### Testo in esame
Il "politicamente corretto" di Giorgio Napolitano, ovvero l'inutile discorso di fine anno
Sabato 10 Gennaio 2009 01:00
Ogni 31 dicembre con una puntualità svizzera il Presidente della nostra Repubblica fa un inutile discorso di fine anno e sempre con gli stessi contenuti: la sacralità della Carta Costituzionale, le riforme condivise, la pace a qualunque costo, il valore dell’Europa, bla, bla, bla.
Poi, come ogni anno, il giorno successivo ci sono i soliti plausi dei politici, sia di maggioranza che di minoranza, che santificano il "politicamente corretto" e parlano per parlare perché tanto sanno che nulla cambierà.

### Attività
**a.** Copia dal testo in esame il passo che comincia con "Poi, come ogni" e termina con "che nulla cambierà.".
**b.** Scrivi il seguito dell'articolo sul discorso di fine anno di Napolitano, partendo subito dopo la sua ultima frase.

### Estratti dei dati
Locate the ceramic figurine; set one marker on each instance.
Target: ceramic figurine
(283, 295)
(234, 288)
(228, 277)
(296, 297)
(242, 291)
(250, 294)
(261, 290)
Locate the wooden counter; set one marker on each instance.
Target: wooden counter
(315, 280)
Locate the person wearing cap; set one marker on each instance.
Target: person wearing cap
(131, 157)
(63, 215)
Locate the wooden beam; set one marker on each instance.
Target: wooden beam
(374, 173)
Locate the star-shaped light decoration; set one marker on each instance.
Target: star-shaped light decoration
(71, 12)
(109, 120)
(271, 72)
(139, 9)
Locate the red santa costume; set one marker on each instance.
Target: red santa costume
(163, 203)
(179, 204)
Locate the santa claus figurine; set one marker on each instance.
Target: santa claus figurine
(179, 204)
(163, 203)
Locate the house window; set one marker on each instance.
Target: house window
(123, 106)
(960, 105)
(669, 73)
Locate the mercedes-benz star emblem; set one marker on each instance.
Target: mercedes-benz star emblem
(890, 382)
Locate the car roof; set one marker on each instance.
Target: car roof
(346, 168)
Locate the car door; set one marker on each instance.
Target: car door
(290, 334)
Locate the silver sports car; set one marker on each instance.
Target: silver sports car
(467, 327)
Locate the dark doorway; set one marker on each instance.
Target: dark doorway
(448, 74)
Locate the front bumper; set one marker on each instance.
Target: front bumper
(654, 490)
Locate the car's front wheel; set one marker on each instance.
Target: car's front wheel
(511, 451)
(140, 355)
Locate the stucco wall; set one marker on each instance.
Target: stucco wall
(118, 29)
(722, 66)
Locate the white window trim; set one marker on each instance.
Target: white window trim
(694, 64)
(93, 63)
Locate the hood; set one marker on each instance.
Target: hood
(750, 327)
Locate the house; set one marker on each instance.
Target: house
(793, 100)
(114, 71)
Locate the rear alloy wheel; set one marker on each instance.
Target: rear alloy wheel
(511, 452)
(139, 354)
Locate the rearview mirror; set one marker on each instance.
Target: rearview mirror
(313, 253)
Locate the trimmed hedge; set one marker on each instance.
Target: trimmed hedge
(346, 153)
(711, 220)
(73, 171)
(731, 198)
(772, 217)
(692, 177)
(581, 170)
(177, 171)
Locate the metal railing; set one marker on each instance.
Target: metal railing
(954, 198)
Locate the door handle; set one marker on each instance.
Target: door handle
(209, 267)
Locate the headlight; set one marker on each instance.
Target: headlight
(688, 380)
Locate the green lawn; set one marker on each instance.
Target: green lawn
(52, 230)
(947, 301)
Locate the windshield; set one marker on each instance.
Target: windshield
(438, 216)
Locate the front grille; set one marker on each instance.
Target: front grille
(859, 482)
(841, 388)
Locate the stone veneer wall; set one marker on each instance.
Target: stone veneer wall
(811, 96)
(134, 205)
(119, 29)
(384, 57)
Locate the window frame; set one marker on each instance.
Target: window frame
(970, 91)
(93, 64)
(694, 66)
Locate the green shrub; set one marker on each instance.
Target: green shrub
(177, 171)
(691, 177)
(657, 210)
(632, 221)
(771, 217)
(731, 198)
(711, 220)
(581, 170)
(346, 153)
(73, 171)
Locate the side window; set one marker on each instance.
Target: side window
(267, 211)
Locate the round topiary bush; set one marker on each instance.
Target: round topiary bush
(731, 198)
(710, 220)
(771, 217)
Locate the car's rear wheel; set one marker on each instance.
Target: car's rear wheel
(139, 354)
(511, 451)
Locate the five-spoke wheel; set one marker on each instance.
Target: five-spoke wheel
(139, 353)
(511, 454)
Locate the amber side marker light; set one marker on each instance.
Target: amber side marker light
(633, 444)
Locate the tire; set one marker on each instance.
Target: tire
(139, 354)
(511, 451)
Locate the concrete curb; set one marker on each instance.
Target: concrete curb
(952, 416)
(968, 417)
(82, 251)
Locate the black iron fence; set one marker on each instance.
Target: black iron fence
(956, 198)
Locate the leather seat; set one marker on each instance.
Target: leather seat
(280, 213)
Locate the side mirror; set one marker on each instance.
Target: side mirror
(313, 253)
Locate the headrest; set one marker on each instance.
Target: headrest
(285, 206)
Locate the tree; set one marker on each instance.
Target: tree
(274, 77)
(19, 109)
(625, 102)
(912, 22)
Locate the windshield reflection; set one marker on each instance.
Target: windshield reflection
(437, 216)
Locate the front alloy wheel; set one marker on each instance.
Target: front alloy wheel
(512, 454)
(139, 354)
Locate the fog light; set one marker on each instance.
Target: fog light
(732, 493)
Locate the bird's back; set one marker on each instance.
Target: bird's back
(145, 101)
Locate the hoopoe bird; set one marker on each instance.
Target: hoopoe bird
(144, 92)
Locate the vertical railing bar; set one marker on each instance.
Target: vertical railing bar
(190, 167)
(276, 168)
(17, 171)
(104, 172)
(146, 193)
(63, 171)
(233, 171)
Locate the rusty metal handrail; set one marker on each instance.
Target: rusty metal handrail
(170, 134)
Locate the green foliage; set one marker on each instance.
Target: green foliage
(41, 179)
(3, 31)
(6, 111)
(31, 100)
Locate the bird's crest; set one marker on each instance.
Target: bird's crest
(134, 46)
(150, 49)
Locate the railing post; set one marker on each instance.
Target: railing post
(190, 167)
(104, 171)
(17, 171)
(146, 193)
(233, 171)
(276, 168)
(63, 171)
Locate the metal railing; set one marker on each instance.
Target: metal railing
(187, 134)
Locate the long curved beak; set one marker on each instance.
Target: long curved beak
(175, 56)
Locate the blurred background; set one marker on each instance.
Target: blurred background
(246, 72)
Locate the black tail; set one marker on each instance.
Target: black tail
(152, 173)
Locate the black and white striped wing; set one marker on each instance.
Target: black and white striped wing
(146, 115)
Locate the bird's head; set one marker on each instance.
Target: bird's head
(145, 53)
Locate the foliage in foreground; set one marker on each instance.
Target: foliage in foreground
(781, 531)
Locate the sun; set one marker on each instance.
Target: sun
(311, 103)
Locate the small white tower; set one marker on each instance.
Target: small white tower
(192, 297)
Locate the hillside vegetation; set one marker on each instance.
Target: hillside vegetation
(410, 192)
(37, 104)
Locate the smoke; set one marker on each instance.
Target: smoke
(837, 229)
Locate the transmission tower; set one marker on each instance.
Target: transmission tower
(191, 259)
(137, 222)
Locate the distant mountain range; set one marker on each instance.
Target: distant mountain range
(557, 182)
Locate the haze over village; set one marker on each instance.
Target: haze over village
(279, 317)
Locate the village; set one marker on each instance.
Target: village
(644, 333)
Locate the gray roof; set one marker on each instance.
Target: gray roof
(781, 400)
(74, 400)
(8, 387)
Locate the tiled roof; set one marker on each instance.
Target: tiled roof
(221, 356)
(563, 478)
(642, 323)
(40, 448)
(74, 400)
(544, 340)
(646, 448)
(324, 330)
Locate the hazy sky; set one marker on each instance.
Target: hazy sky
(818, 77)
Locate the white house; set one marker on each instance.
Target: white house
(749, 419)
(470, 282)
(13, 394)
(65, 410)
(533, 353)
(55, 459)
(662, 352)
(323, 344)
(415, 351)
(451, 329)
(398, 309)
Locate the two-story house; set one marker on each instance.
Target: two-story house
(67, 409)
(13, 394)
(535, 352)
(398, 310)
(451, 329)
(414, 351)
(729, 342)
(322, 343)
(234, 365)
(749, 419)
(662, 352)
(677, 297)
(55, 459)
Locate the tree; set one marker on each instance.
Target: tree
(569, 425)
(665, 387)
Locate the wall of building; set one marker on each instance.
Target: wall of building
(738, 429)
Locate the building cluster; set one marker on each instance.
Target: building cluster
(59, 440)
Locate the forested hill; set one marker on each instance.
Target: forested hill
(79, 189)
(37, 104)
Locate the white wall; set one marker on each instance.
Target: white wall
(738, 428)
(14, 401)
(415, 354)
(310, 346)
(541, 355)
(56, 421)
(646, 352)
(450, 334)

### Risposte
**a.**
Poi, come ogni anno, il giorno successivo ci sono i soliti plausi dei politici, sia di maggioranza che di minoranza, che santificano il "politicamente corretto" e parlano per parlare perché tanto sanno che nulla cambierà.

**b.**
Gli italiani in un momento di difficoltà come questo si aspettavano ben altri contenuti e probabilmente se il Presidente della Repubblica fosse ancora Francesco Cossiga, specialmente quello dell’ultimo periodo, il discorso sarebbe stato di ben altra pasta. Ma cosa si aspettava l’italiano medio? Ci ha provato a fare qualche ipotesi Milton, che sull’Occidentale del 2 gennaio, sulla pace ha detto: "sul Medio Oriente basterebbe citare l’articolo 7 della carta costitutiva di Hamas: l’ultimo giorno non verrà finché tutti i musulmani non combatteranno contro gli ebrei, e i musulmani non li uccideranno". Il che tradotto concretamente significa che Hamas è un gruppo terroristico che vuole la distruzione d’Israele e che sta riducendo alla fame i Palestinesi della Striscia di Gaza. Significa che Hamas utilizza donne, bambini e cittadini inermi quali scudi umani per le proprie azioni terroristiche. Significa che cibo e medicine autorizzate per soccorsi umanitari finiscono alle truppe di Hamas (Corriere della Sera, 07 gennaio 2009). Significa che la pace non è realistica fin quando i regimi d’Iran e Siria continueranno a rifornire di armi Hamas ed Hezbollah e l’Occidente farà finta di niente. Significa infine che Israele ha il diritto a difendersi e che il decisionismo contro il terrorismo deve essere assoluto (l’allusione alla passeggiata di D’Alema con gli esponenti di Hamas e dei pacifisti a senso unico non è casuale).
In compenso sul tema della crisi economica, Napolitano non ha pronunciato le uniche parole determinanti in questo momento: ottimismo, fiducia e ritorno alla laboriosità, quali valori indispensabili per una vera rinascita sociale.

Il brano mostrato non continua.